GOAL OF THE EXERCISE: Rewrite the items from the line containing "the man's face" through the line containing "[198,122,218,130]", both included, with "box" replaced by "outline" and nothing else changed.

RECORDED DATA:

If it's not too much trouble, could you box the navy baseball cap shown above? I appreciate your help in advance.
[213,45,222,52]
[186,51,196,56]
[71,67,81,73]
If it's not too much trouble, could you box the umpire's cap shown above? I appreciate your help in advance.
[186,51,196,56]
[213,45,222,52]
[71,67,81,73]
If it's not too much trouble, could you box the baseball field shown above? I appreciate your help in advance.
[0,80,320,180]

---

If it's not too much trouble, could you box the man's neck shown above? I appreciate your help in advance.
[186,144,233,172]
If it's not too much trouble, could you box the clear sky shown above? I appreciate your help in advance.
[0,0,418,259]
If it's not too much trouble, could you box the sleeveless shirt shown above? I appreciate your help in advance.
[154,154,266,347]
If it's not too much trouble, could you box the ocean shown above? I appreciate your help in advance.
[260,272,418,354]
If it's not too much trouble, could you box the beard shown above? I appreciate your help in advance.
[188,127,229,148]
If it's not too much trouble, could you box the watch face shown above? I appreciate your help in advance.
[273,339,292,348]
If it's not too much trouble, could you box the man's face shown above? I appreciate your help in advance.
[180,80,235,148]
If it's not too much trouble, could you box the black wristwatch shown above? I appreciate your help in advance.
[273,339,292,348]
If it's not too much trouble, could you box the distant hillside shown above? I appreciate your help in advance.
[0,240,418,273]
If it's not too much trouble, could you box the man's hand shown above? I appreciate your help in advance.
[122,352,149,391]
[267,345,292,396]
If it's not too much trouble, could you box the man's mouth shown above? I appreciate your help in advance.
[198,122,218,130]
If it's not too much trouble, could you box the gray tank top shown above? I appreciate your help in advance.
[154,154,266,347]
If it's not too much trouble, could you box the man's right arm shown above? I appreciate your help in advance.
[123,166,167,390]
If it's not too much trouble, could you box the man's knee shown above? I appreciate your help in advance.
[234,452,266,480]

WRITTEN SOLUTION:
If it's not too much trouble, could you outline the man's face shown above? I appreciate your help in advance.
[180,80,235,148]
If it's not too much trouble, could you outline the black wristwatch shown above? I appreciate your help in advance.
[273,339,292,348]
If it's not too much trouble, could you outline the distant hillside shown above? I appreciate your help in advance.
[0,240,418,273]
If it's not too much trouble, could you outline the man's hand shown above? I appreciate your help in advance.
[122,352,149,391]
[267,345,292,396]
If it's not too much trouble, could you outline the man's mouth shown above? I appreciate your help in advance.
[198,122,218,130]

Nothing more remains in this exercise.